DATA EXTRACT Block Start
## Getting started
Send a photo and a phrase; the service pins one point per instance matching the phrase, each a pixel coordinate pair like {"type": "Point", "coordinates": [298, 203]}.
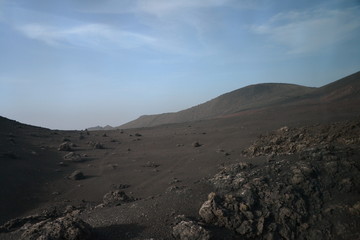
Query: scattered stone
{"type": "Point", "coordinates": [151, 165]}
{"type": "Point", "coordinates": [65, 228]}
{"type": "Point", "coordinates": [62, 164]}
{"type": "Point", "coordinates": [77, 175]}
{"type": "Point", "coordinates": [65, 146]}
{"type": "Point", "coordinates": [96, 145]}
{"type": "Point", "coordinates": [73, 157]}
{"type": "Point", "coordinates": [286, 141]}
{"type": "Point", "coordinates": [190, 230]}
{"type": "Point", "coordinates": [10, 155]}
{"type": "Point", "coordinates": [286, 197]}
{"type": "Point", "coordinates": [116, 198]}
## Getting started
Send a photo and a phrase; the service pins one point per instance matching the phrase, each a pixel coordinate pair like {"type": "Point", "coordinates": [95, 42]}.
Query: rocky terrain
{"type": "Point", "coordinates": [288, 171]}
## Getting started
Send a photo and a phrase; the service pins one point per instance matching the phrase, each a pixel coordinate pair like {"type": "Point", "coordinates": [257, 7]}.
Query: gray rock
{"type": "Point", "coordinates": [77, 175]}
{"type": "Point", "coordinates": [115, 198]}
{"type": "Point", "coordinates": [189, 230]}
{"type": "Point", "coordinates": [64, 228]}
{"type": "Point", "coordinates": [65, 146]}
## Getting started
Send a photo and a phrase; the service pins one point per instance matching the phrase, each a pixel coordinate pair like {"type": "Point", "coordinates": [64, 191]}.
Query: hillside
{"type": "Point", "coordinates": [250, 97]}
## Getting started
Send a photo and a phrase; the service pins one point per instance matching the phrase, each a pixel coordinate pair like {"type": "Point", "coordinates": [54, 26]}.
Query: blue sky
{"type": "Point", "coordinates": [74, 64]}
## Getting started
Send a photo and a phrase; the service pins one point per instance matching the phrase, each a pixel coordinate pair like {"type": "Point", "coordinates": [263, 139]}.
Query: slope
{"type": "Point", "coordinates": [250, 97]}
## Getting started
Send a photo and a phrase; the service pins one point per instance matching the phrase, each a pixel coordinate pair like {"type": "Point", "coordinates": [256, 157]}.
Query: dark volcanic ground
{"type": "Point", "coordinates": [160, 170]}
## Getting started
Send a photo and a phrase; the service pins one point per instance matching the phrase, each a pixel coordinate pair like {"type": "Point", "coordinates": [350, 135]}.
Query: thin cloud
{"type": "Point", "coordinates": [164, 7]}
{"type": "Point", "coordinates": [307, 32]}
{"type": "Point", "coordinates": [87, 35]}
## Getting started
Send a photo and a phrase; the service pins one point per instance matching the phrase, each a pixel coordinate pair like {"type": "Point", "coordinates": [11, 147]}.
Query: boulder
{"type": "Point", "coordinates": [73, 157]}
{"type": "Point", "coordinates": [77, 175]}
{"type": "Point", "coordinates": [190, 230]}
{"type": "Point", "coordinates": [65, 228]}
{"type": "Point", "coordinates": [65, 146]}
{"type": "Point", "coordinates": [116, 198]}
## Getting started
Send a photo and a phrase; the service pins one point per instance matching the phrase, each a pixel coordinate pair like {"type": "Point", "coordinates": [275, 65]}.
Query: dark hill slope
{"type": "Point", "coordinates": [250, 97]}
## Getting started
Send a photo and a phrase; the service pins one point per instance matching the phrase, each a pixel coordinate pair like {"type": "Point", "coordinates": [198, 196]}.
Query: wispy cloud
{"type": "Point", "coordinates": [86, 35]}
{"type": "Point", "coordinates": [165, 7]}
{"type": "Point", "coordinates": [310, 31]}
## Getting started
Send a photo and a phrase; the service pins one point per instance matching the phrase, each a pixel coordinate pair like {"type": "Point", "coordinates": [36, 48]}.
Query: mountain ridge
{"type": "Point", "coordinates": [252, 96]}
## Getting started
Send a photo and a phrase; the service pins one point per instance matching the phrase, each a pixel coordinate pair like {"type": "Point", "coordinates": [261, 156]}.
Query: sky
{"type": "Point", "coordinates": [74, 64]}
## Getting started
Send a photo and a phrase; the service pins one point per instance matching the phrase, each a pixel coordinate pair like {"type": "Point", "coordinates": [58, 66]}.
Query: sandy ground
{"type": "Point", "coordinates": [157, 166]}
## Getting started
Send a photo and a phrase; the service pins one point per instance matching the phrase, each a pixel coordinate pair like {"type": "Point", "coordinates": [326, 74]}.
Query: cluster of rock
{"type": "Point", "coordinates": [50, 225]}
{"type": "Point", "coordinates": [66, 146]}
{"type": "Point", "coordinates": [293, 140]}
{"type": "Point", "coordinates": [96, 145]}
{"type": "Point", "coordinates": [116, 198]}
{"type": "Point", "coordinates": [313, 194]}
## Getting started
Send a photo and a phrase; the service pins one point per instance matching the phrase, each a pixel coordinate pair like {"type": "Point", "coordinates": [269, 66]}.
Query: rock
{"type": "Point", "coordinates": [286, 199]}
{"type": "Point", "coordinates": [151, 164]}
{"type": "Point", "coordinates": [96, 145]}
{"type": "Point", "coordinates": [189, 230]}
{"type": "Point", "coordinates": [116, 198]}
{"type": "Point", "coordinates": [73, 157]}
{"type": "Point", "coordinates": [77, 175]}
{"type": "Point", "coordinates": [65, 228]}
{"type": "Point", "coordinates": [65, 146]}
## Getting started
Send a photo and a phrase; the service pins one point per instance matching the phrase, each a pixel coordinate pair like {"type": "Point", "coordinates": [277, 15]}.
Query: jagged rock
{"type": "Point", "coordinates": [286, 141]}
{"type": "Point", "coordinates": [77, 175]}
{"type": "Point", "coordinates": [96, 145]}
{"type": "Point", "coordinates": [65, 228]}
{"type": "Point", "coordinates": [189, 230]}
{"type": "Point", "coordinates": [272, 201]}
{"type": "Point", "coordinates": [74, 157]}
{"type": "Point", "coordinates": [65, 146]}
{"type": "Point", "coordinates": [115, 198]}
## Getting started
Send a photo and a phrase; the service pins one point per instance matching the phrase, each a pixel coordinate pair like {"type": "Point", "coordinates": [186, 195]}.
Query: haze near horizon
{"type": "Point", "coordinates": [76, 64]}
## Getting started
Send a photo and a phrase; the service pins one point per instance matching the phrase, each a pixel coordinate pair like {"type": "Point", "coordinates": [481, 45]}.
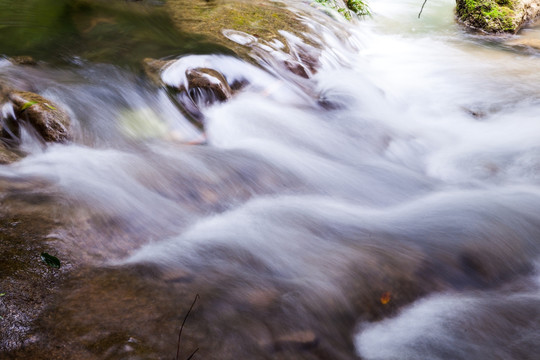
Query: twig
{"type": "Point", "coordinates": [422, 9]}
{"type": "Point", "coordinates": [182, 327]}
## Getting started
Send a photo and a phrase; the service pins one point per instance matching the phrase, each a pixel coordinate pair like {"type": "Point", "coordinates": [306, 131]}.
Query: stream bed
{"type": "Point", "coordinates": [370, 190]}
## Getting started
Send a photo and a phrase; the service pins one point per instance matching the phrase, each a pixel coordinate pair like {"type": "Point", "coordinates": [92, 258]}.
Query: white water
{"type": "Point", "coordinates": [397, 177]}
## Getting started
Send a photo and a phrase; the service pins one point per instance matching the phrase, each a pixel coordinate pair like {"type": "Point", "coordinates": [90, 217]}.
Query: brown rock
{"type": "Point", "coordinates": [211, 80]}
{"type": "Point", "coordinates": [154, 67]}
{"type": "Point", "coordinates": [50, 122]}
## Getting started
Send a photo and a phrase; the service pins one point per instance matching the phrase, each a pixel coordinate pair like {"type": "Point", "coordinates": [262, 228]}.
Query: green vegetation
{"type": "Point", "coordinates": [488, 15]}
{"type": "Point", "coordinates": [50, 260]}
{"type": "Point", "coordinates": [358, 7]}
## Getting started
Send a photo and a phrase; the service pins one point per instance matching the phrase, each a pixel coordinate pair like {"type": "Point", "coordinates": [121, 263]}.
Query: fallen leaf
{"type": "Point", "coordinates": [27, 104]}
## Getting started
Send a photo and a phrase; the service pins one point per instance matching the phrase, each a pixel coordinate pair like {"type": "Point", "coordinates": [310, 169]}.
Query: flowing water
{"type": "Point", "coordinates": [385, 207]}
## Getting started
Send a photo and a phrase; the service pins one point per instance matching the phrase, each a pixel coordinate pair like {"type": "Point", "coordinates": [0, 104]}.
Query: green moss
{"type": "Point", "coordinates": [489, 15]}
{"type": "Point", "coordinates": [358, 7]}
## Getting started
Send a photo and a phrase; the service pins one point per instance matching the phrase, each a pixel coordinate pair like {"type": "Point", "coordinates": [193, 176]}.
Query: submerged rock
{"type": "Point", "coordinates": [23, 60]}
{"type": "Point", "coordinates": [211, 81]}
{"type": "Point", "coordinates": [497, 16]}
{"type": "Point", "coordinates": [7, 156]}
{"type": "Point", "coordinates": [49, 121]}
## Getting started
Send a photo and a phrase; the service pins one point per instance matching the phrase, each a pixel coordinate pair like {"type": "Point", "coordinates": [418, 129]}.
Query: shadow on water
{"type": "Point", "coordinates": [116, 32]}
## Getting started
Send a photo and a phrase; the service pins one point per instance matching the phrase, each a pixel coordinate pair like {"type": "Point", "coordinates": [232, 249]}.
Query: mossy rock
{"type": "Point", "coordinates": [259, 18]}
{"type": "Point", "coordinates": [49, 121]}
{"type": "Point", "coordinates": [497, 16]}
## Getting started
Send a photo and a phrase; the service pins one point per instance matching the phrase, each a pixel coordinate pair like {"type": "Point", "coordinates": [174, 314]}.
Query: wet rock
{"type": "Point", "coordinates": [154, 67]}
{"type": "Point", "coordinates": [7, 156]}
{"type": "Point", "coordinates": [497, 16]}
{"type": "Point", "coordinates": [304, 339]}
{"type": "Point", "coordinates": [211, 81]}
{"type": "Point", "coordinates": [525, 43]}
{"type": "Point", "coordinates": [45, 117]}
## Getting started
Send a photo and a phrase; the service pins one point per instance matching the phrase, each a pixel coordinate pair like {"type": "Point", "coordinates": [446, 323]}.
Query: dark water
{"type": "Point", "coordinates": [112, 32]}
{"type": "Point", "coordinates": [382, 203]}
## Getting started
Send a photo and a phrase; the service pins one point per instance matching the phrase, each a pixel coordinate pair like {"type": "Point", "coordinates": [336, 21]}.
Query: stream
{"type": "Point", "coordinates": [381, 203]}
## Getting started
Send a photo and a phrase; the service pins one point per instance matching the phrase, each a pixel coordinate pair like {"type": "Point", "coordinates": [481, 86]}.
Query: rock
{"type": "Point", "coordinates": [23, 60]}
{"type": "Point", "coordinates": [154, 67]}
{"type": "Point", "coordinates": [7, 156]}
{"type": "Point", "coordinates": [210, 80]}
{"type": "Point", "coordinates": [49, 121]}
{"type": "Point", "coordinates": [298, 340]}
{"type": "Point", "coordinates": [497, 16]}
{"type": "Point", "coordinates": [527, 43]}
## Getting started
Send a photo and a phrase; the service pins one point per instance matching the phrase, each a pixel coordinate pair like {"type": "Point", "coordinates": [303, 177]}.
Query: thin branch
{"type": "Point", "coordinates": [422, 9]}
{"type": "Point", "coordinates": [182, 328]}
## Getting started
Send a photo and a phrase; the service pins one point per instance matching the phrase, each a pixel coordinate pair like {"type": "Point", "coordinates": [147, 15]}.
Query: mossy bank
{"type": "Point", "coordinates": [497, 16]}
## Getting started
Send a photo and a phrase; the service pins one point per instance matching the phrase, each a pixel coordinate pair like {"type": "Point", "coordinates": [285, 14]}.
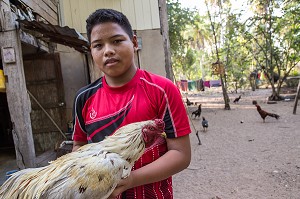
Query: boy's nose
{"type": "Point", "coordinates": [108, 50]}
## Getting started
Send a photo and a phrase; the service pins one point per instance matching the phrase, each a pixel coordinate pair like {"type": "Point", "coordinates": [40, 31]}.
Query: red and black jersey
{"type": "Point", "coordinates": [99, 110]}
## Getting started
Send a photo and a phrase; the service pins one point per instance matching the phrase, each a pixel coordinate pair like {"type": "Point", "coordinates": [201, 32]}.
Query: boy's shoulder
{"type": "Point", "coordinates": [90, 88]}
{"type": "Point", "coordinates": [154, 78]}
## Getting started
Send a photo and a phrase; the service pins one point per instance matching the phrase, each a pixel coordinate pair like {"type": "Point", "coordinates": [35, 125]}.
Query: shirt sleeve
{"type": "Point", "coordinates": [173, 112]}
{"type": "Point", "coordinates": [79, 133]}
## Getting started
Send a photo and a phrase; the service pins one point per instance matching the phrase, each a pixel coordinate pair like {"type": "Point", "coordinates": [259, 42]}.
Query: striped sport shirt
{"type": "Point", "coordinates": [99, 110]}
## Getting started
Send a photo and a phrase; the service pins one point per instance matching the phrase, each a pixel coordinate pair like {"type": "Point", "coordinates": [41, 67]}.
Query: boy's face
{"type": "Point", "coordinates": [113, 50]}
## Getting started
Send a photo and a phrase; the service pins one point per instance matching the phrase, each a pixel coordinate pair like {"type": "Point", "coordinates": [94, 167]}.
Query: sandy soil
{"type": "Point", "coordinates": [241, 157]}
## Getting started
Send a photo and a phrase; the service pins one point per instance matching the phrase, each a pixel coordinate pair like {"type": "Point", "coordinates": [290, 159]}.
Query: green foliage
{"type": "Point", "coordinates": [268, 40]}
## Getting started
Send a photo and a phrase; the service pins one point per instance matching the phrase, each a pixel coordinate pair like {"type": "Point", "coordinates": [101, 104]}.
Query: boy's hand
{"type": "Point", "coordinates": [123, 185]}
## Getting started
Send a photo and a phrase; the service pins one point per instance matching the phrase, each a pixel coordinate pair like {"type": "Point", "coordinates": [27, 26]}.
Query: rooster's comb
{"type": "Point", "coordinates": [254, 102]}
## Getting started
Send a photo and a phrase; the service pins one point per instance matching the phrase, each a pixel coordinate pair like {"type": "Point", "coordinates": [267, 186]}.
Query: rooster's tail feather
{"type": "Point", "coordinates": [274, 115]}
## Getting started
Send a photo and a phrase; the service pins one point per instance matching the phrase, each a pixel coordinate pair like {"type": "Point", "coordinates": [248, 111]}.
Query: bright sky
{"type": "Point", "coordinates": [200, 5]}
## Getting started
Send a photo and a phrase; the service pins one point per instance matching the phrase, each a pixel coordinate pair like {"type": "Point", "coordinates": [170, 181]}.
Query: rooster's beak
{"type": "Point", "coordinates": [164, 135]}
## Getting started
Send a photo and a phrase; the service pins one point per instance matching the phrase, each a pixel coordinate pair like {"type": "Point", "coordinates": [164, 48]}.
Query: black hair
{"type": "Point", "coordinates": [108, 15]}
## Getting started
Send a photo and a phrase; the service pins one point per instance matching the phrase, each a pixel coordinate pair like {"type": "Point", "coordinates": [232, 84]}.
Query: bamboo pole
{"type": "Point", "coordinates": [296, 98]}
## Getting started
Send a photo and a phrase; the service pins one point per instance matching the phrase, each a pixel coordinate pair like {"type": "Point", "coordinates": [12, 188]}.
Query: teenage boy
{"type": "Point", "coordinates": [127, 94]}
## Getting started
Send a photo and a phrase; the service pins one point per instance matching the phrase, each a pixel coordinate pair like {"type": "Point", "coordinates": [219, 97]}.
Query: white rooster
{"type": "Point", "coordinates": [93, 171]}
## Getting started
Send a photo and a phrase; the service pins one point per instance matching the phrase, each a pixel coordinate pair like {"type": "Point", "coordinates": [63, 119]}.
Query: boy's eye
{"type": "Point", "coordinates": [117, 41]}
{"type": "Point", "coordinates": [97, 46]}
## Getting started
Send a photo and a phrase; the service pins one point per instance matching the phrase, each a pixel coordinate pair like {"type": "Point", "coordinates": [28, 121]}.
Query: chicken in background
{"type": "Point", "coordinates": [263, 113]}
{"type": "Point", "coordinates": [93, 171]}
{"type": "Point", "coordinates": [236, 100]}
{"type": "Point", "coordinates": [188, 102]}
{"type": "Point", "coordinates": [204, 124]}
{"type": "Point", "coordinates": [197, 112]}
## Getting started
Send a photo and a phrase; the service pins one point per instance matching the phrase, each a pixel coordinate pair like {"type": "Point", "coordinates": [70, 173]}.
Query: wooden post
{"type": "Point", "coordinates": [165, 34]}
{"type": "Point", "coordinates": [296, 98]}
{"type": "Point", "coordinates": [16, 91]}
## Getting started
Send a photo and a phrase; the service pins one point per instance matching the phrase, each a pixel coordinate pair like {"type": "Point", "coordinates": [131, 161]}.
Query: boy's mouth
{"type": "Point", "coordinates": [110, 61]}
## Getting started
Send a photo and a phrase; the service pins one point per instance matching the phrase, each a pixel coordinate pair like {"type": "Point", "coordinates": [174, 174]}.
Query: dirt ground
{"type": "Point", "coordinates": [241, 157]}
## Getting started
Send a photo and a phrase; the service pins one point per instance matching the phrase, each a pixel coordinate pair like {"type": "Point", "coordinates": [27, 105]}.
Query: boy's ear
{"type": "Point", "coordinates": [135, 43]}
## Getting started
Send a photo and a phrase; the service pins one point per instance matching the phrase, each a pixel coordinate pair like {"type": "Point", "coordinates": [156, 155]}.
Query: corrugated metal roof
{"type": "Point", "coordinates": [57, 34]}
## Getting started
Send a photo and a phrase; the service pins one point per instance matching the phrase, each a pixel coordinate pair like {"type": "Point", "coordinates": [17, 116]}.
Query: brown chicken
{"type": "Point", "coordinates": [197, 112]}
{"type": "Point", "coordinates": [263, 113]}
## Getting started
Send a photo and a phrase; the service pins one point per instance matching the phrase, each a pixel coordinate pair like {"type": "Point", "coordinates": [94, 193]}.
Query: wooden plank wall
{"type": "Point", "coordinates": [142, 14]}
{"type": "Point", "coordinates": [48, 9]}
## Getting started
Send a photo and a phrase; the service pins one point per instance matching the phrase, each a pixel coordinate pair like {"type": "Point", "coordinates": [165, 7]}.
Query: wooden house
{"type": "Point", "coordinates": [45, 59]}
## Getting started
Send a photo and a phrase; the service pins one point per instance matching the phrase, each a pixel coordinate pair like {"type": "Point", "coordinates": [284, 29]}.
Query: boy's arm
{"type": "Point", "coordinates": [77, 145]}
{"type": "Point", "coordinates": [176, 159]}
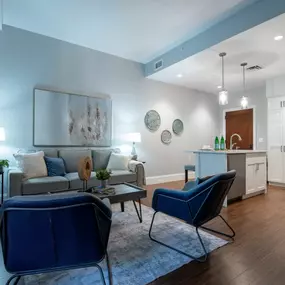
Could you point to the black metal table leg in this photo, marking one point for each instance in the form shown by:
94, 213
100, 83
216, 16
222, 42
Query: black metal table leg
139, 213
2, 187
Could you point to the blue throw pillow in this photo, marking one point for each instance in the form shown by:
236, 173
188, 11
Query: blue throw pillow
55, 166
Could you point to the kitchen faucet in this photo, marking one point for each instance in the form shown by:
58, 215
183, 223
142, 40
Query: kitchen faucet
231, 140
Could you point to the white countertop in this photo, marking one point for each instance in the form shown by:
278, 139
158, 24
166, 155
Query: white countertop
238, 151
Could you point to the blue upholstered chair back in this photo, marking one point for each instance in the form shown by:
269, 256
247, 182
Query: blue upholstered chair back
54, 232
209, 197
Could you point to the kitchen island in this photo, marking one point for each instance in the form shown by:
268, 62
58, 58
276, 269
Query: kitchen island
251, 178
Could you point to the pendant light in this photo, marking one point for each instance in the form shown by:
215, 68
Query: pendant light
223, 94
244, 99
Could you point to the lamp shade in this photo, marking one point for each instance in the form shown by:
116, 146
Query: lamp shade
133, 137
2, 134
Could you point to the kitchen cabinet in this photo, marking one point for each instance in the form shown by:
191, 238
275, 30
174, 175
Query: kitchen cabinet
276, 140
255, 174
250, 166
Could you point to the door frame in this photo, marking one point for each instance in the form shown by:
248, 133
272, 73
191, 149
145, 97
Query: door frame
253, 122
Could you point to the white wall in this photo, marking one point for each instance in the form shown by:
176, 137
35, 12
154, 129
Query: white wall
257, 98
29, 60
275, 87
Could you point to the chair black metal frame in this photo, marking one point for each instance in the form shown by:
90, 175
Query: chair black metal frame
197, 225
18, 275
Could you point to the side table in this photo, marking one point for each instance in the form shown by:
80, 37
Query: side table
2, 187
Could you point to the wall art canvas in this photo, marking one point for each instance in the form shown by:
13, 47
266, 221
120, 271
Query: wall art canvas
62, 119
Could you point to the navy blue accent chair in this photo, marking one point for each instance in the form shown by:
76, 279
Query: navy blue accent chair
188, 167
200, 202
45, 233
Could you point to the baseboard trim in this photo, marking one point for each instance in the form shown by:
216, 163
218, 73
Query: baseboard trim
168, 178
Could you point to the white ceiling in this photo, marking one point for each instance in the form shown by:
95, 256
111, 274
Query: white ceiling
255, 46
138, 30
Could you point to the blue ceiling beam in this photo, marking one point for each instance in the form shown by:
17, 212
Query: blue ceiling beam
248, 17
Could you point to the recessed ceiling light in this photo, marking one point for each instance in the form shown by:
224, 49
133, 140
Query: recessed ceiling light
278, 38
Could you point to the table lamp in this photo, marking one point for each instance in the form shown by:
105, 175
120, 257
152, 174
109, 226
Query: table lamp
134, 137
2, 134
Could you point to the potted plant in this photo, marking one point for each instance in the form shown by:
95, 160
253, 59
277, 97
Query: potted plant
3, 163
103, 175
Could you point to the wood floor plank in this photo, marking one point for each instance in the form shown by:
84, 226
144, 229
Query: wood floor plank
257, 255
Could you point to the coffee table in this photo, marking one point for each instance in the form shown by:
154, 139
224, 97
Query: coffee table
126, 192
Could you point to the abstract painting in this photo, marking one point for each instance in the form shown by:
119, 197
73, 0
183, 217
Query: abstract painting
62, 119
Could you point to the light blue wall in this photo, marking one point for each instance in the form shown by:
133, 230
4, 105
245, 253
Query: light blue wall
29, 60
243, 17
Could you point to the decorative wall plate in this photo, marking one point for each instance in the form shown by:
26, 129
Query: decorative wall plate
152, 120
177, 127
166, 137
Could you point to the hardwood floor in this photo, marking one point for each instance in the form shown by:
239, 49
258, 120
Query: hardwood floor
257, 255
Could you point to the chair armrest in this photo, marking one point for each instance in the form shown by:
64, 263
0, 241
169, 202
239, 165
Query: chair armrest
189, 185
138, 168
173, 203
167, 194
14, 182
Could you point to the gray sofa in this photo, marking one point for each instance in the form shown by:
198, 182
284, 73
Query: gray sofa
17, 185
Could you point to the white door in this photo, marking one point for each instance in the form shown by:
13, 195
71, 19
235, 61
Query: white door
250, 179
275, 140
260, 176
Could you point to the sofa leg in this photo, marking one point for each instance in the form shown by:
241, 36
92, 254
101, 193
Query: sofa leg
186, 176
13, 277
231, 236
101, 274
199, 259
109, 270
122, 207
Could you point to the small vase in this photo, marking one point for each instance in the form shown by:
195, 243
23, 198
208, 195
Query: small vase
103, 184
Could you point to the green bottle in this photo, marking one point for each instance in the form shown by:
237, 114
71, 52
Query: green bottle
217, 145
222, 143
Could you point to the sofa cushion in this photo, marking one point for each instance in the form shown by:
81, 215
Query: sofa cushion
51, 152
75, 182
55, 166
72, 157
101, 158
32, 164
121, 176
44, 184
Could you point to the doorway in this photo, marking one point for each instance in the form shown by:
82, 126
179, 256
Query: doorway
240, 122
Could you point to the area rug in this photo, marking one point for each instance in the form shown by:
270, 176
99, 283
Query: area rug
DATA EXTRACT Block End
• [TASK INSTRUCTIONS]:
What is the number of lines in the preceding entries that hold the string "area"? Give it alone.

• [RESULT OF THE EXERCISE]:
2